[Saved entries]
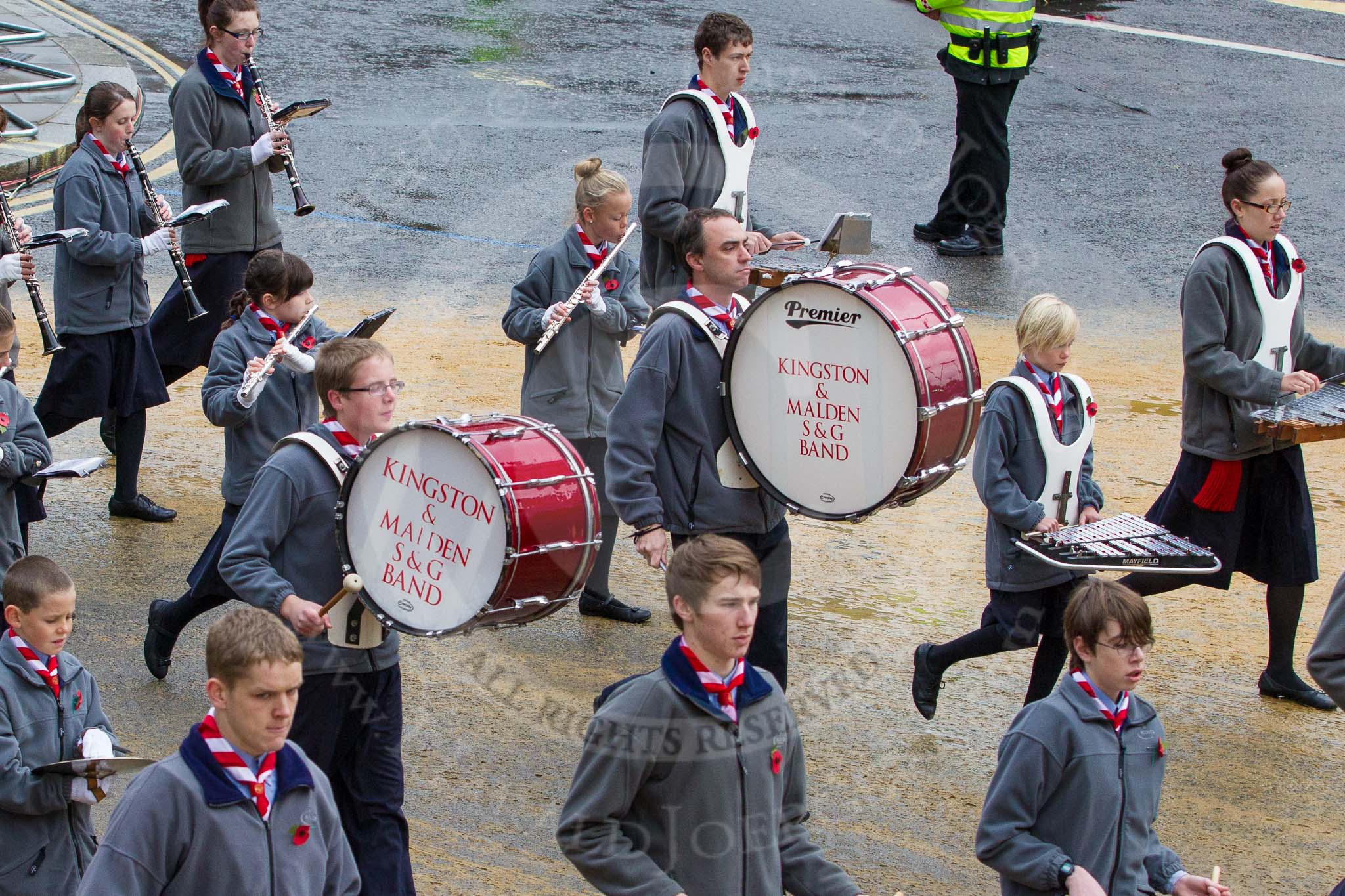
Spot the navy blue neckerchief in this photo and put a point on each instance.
(740, 117)
(1278, 257)
(685, 681)
(221, 86)
(219, 789)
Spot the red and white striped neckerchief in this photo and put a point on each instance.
(726, 109)
(342, 437)
(721, 688)
(724, 316)
(268, 322)
(234, 765)
(119, 163)
(50, 673)
(1116, 719)
(1055, 398)
(233, 77)
(595, 253)
(1262, 253)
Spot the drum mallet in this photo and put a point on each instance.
(350, 585)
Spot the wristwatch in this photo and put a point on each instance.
(1067, 868)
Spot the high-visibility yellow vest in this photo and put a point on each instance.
(969, 20)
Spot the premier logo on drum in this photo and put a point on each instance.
(799, 314)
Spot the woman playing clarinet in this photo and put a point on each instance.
(223, 152)
(108, 364)
(577, 378)
(1245, 344)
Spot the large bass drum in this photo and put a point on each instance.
(466, 523)
(850, 390)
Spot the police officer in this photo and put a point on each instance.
(990, 46)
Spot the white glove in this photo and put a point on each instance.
(296, 360)
(10, 268)
(264, 148)
(156, 242)
(79, 792)
(96, 744)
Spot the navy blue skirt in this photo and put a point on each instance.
(1270, 534)
(97, 372)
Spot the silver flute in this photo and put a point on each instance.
(255, 381)
(573, 301)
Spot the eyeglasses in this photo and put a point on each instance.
(1129, 649)
(1270, 209)
(377, 389)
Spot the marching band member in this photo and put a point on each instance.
(638, 809)
(223, 152)
(697, 154)
(195, 822)
(576, 381)
(1059, 817)
(51, 712)
(275, 297)
(282, 557)
(108, 366)
(1034, 421)
(1245, 344)
(667, 433)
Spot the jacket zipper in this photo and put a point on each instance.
(1121, 821)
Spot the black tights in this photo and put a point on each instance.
(131, 444)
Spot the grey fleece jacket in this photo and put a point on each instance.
(670, 797)
(1069, 788)
(100, 280)
(288, 402)
(577, 378)
(663, 436)
(214, 132)
(1007, 467)
(47, 840)
(1327, 660)
(1222, 331)
(682, 168)
(286, 543)
(183, 828)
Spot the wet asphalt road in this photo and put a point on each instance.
(447, 161)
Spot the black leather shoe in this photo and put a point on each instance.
(1300, 692)
(591, 605)
(108, 433)
(931, 234)
(926, 683)
(159, 641)
(141, 508)
(969, 245)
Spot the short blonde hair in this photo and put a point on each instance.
(1046, 322)
(245, 637)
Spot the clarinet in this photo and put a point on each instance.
(194, 307)
(301, 205)
(573, 301)
(50, 343)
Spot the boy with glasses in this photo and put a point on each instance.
(282, 557)
(1075, 797)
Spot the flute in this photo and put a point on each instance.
(573, 301)
(194, 307)
(252, 382)
(301, 205)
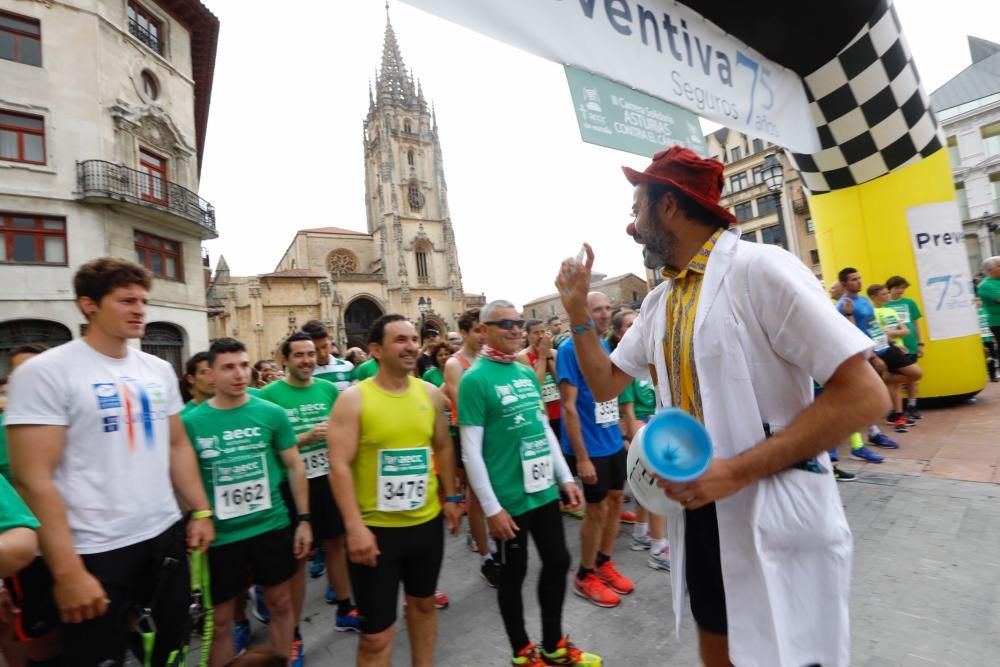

[THE TASK] Repeat only the lines from the one holding "Spot the jacket" through the last line of the data, inclusive. Keep the pictures out.

[ANSWER BOX]
Spot the jacket zipper in this photo and put a point on each instance.
(1121, 821)
Spot the black tights in this photo and put a point on each instance.
(131, 444)
Spot the grey fleece jacket in this photo and put a point on each instance.
(670, 797)
(1069, 788)
(100, 280)
(288, 402)
(577, 378)
(663, 436)
(214, 132)
(1007, 467)
(47, 840)
(1327, 660)
(1222, 331)
(682, 168)
(286, 543)
(183, 828)
Spot the wet asphalt road in this photo and put a point on each instance.
(447, 161)
Spot the black leather shoe in this photo and put a point on each instance.
(1300, 692)
(591, 605)
(108, 433)
(931, 234)
(926, 683)
(159, 641)
(141, 508)
(969, 245)
Spot the short blonde hair in this photo and put a point on each instance.
(1046, 322)
(245, 637)
Spot the clarinet in this photo and put a point on each instance.
(194, 307)
(301, 205)
(573, 301)
(50, 343)
Spot the boy with glasses in this photo and put a point on each instance.
(282, 557)
(1075, 797)
Spot the flute in this photo and put a point on each instance.
(573, 301)
(194, 307)
(252, 382)
(301, 205)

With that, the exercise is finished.